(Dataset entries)

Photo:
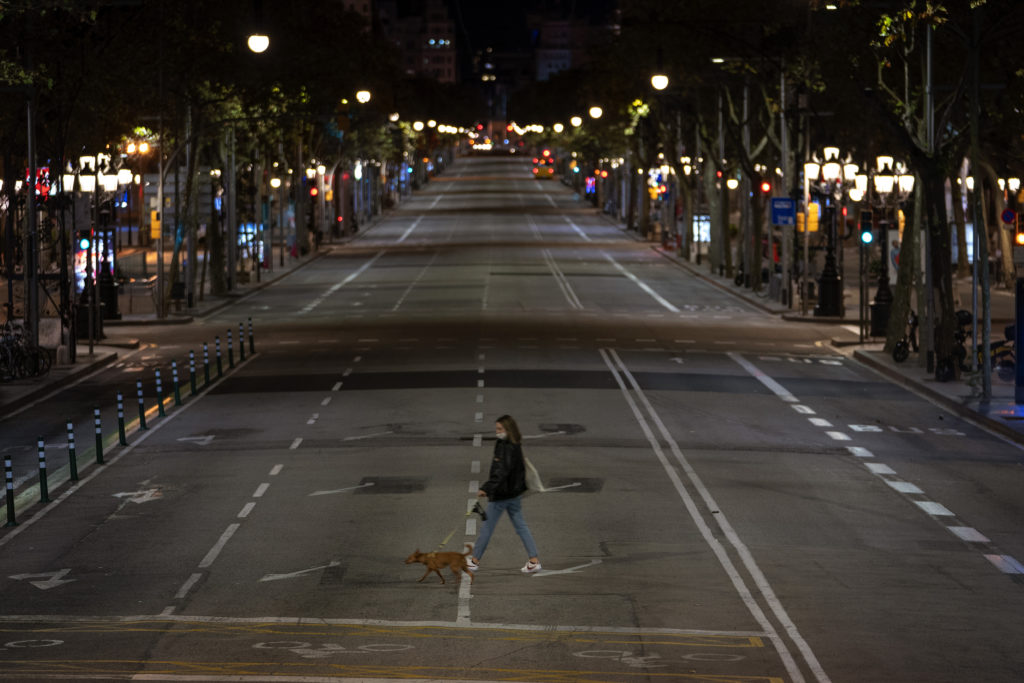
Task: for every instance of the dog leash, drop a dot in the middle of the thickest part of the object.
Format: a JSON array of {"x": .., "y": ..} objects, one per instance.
[{"x": 477, "y": 508}]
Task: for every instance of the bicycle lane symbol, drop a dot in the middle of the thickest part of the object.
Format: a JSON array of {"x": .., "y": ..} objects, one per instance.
[{"x": 308, "y": 651}]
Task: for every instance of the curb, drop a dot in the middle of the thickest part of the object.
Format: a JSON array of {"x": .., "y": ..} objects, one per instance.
[
  {"x": 46, "y": 387},
  {"x": 945, "y": 401}
]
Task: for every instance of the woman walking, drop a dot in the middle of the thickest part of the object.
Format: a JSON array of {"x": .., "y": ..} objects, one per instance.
[{"x": 505, "y": 487}]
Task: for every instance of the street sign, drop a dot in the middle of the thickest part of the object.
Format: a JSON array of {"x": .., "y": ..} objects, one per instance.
[{"x": 783, "y": 211}]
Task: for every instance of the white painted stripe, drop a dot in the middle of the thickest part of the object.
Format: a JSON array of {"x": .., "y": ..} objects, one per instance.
[
  {"x": 219, "y": 546},
  {"x": 185, "y": 587},
  {"x": 642, "y": 285},
  {"x": 1005, "y": 563},
  {"x": 969, "y": 534},
  {"x": 768, "y": 382},
  {"x": 415, "y": 223},
  {"x": 935, "y": 509},
  {"x": 720, "y": 552},
  {"x": 903, "y": 486}
]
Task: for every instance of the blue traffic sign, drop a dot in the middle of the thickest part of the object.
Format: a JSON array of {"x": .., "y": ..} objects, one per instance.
[{"x": 783, "y": 211}]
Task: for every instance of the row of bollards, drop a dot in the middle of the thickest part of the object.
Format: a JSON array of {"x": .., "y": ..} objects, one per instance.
[{"x": 44, "y": 496}]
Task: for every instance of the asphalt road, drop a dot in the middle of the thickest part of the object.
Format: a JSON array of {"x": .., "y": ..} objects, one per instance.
[{"x": 732, "y": 499}]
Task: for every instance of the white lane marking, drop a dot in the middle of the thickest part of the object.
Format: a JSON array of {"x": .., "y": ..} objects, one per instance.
[
  {"x": 969, "y": 534},
  {"x": 611, "y": 359},
  {"x": 337, "y": 286},
  {"x": 904, "y": 486},
  {"x": 415, "y": 223},
  {"x": 340, "y": 491},
  {"x": 771, "y": 384},
  {"x": 642, "y": 285},
  {"x": 574, "y": 226},
  {"x": 1006, "y": 563},
  {"x": 301, "y": 572},
  {"x": 219, "y": 546},
  {"x": 185, "y": 587},
  {"x": 935, "y": 509}
]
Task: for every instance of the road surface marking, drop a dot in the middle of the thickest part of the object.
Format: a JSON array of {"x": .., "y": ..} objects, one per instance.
[
  {"x": 219, "y": 546},
  {"x": 619, "y": 371},
  {"x": 642, "y": 285}
]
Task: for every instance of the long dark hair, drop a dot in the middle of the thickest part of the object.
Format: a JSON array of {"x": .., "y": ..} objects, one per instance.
[{"x": 511, "y": 428}]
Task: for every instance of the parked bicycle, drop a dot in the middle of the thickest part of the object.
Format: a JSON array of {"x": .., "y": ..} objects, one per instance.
[{"x": 18, "y": 357}]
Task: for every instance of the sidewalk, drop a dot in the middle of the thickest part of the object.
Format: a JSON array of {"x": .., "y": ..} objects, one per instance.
[
  {"x": 121, "y": 335},
  {"x": 962, "y": 396}
]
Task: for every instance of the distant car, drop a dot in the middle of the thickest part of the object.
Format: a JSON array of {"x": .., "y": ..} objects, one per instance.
[{"x": 544, "y": 166}]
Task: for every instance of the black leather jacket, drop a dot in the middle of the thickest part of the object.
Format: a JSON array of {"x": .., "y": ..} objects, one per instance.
[{"x": 508, "y": 473}]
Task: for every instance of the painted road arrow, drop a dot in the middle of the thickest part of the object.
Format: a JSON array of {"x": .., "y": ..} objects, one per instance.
[
  {"x": 279, "y": 577},
  {"x": 140, "y": 496},
  {"x": 53, "y": 579},
  {"x": 199, "y": 440}
]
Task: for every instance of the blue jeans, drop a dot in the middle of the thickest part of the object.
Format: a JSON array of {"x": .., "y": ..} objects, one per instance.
[{"x": 495, "y": 509}]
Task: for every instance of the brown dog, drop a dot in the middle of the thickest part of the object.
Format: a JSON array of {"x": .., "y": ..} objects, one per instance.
[{"x": 437, "y": 561}]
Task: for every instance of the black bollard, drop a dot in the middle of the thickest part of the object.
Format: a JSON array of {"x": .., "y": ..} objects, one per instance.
[
  {"x": 141, "y": 404},
  {"x": 206, "y": 365},
  {"x": 8, "y": 475},
  {"x": 44, "y": 491},
  {"x": 72, "y": 457},
  {"x": 174, "y": 376},
  {"x": 99, "y": 435},
  {"x": 160, "y": 396},
  {"x": 122, "y": 439}
]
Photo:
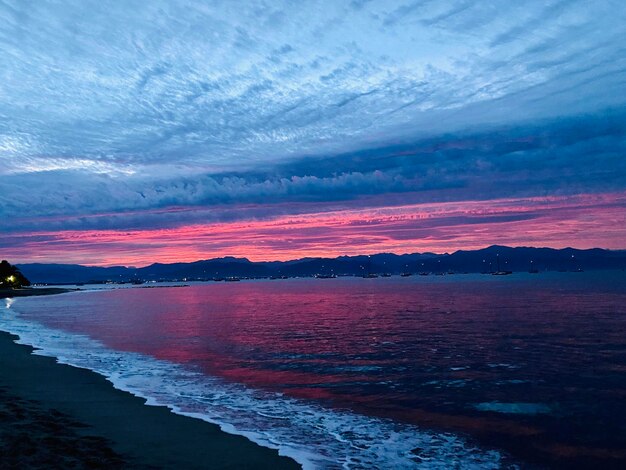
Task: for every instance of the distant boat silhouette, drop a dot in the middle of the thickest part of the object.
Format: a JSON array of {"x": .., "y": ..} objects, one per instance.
[
  {"x": 499, "y": 272},
  {"x": 325, "y": 276}
]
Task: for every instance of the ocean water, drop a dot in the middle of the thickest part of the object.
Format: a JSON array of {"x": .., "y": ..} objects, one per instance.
[{"x": 463, "y": 371}]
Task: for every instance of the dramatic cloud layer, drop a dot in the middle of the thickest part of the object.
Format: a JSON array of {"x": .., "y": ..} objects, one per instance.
[{"x": 136, "y": 126}]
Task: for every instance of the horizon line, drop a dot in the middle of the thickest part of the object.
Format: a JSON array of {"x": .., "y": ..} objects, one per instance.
[{"x": 321, "y": 257}]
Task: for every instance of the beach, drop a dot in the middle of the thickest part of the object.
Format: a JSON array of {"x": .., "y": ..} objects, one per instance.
[{"x": 57, "y": 416}]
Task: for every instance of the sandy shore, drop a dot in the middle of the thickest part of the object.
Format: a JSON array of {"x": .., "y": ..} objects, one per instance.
[{"x": 58, "y": 416}]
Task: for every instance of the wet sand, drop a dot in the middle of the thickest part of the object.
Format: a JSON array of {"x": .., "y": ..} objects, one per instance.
[{"x": 58, "y": 416}]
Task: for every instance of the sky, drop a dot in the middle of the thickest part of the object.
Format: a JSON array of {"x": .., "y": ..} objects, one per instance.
[{"x": 136, "y": 132}]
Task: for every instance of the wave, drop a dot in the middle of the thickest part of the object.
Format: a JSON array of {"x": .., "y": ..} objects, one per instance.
[{"x": 314, "y": 436}]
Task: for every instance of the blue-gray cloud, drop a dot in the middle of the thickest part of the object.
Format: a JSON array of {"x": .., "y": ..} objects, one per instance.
[{"x": 136, "y": 106}]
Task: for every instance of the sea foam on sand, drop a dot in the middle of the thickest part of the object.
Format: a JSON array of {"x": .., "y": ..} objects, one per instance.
[{"x": 314, "y": 436}]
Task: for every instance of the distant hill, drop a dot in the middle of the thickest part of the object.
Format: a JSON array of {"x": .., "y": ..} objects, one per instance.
[{"x": 484, "y": 260}]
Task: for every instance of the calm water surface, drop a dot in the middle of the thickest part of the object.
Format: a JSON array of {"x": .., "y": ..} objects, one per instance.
[{"x": 534, "y": 365}]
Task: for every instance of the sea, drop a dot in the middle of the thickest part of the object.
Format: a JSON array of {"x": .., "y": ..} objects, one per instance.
[{"x": 456, "y": 371}]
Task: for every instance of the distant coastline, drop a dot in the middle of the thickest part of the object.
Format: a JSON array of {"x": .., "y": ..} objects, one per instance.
[{"x": 489, "y": 260}]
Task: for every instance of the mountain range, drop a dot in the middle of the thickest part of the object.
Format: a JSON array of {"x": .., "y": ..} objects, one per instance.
[{"x": 493, "y": 258}]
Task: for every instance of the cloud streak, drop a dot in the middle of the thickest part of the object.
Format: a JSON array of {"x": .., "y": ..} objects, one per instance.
[{"x": 141, "y": 116}]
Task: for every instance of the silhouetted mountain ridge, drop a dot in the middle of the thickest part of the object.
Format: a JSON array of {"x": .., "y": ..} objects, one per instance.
[{"x": 486, "y": 259}]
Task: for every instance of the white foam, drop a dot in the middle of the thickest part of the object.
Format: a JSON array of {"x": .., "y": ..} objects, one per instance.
[{"x": 314, "y": 436}]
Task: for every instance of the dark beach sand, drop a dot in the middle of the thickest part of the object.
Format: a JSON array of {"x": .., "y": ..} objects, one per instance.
[{"x": 58, "y": 416}]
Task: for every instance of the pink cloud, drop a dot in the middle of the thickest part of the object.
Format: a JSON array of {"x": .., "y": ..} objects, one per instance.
[{"x": 582, "y": 221}]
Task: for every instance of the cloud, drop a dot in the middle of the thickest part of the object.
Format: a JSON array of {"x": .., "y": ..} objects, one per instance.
[{"x": 136, "y": 115}]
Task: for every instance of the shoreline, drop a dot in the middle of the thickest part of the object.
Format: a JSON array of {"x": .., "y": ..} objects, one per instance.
[
  {"x": 55, "y": 413},
  {"x": 33, "y": 291}
]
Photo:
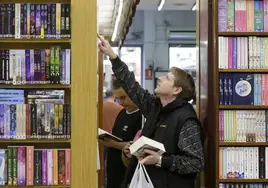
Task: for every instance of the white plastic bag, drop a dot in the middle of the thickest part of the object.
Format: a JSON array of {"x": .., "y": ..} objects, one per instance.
[{"x": 141, "y": 178}]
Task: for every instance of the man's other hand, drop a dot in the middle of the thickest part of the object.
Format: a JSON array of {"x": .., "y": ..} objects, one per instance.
[
  {"x": 106, "y": 48},
  {"x": 126, "y": 149},
  {"x": 152, "y": 158}
]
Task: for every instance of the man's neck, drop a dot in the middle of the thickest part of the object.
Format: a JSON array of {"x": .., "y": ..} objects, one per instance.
[
  {"x": 110, "y": 99},
  {"x": 132, "y": 111},
  {"x": 166, "y": 100}
]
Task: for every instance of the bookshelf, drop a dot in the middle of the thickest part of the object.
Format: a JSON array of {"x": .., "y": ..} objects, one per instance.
[
  {"x": 241, "y": 120},
  {"x": 80, "y": 93}
]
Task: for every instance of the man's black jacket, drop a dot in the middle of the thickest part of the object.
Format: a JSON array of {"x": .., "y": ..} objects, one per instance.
[{"x": 175, "y": 125}]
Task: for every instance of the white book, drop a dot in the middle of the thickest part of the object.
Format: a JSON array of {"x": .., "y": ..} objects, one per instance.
[
  {"x": 137, "y": 148},
  {"x": 104, "y": 134}
]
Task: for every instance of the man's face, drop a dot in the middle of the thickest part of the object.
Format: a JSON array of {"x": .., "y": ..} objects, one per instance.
[
  {"x": 124, "y": 99},
  {"x": 165, "y": 86}
]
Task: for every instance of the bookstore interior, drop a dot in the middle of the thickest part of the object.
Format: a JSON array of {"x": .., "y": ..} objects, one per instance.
[{"x": 49, "y": 62}]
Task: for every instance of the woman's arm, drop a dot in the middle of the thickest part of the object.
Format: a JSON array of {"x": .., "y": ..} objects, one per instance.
[
  {"x": 141, "y": 97},
  {"x": 190, "y": 143}
]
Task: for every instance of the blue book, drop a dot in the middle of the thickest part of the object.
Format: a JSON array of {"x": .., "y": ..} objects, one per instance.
[{"x": 243, "y": 89}]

| Your goal |
Write out exactly the lines from the one containing "Task: for every instance of the man's face, drop" through the end of the data, both included. Add nothing else.

| Response area |
Task: for every instance of the man's face, drop a dot in the middle of the thickest part of the object.
Format: a JSON array of {"x": .., "y": ..} objects, one per instance.
[
  {"x": 124, "y": 99},
  {"x": 165, "y": 86}
]
Task: for every instance of the bookstore interior, drop a dot in the middle of the thickest part of the object.
Format: a JSON array of {"x": .., "y": ..} objects, one per instance.
[{"x": 49, "y": 62}]
Task: for every instance of the woman's arm, drop a dot in the middle of the thickest part of the object.
Format: a JSON array of {"x": .., "y": ..} objects, one per instance.
[
  {"x": 141, "y": 97},
  {"x": 190, "y": 143}
]
Task: for every instance of the blue book, drop a dot in the middle of the thickest part of the object.
Format: a JSON array of {"x": .., "y": ..} objects, one per instance.
[{"x": 243, "y": 89}]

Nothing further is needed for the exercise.